Given task: Identify and copy every line in the listing below that contains the word "grass", treating uppercase and lowercase as different.
═════ Exercise materials
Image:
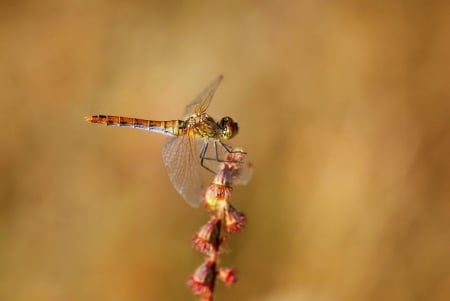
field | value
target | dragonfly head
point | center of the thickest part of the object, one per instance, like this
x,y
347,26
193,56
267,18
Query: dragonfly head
x,y
229,128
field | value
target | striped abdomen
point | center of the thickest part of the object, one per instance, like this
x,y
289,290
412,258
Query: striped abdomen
x,y
169,127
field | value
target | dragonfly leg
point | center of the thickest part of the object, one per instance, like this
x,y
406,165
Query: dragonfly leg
x,y
203,154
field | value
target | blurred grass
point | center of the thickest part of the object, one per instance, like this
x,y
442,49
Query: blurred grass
x,y
343,108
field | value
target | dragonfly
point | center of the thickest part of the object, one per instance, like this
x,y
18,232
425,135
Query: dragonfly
x,y
188,147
══════════
Written response:
target | blurred grass
Query: blurred grass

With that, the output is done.